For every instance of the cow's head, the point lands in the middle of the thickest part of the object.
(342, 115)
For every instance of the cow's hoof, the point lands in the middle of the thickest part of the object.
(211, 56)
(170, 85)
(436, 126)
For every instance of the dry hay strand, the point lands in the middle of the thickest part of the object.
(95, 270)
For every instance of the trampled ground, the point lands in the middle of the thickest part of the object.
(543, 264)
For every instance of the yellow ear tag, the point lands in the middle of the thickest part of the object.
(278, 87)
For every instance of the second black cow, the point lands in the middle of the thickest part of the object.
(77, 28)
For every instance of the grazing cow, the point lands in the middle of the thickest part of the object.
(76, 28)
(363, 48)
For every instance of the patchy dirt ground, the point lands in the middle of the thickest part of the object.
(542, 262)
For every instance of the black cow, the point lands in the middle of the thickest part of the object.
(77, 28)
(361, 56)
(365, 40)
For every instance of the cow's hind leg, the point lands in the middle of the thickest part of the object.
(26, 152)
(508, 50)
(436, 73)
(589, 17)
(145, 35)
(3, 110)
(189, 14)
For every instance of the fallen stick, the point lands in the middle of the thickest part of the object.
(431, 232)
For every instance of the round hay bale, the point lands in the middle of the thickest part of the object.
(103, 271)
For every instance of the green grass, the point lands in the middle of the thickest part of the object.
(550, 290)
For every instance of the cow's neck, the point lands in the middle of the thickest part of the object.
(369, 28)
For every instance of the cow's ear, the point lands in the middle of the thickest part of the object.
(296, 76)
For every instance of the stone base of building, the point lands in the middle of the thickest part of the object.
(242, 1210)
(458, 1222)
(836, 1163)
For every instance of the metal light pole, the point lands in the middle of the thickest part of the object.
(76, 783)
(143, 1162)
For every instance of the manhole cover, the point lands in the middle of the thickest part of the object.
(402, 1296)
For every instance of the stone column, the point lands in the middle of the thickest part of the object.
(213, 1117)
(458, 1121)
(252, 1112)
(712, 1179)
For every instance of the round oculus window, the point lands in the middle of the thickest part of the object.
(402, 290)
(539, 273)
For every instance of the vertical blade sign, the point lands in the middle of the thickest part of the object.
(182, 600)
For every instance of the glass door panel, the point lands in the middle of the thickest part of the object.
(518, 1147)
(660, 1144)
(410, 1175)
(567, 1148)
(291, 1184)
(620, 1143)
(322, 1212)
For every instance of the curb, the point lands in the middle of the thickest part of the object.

•••

▶ _Task to carry out_: The material is to be transcribed once more, exactly and completely.

▶ _Solution_:
For every instance of the cow's head, the point lands in the middle of the thickest part of the object.
(342, 115)
For every instance of the cow's hoof, the point lands in the middle of the thickest part of the object.
(211, 56)
(170, 85)
(436, 126)
For every instance of the dry hay strand, the point lands in the middle of the thickest part of the object.
(95, 270)
For every instance of the trampled ground, the point lands in the middle of the thickest part of the object.
(543, 264)
For every instance of the yellow ear tag, the point lands in the middle of the thickest part of the object.
(278, 87)
For every instance of the second black cow, the point lands in the middle of the thickest part of the object.
(77, 28)
For every instance of the grazing cow, the point lands in the middle of the thickest part of the object.
(76, 28)
(363, 48)
For every instance of the patchy dirt ground, the point lands in the middle of the thickest part of the object.
(542, 262)
For every instance of the black cow, the point lands in the middle of the thickest part of the object.
(77, 28)
(361, 56)
(365, 40)
For every instance of the cow's hind leg, the point lands in the middle of the thickest part of the object.
(26, 152)
(508, 50)
(436, 73)
(589, 17)
(145, 35)
(3, 110)
(189, 14)
For every instance of the fallen stick, the point lands in the middle of the thickest part of the object.
(431, 232)
For every instance of the round hay bale, the point lands in the middle of the thickest part of the object.
(103, 271)
For every instance of the green grass, the point lands in the middle of the thickest part of the object.
(550, 290)
For every instance of the cow's neck, the point lands in the middle of the thickest part of the object.
(369, 28)
For every instance of the cow's ear, the point lands in the middle of the thickest part of the object.
(296, 76)
For every instance of the stone base of building, the point lands in the middle of the thickest part of the object.
(242, 1210)
(458, 1222)
(836, 1163)
For every instance of the metal light pole, the point lands in the middle of the thickest part of the object.
(76, 783)
(143, 1162)
For every instance of the manhole cover, the point lands in the middle of the thickest part of the object.
(402, 1296)
For every instance of the stone column, the point lands in the middle of the thickest part of the object.
(213, 1117)
(458, 1121)
(252, 1112)
(712, 1179)
For every instance of the round oculus window, the point lands in the middle of the thickest part of the object.
(402, 290)
(539, 273)
For every instance of the vertical blade sign, the point lands in the middle of the thickest part of the object.
(182, 600)
For every instance of the glass door panel, the point lands in the middle of the thickest part of the object.
(518, 1147)
(660, 1144)
(410, 1175)
(567, 1148)
(291, 1184)
(620, 1143)
(322, 1212)
For every instance of the curb, the point lands in the middle of the thickest part of the object.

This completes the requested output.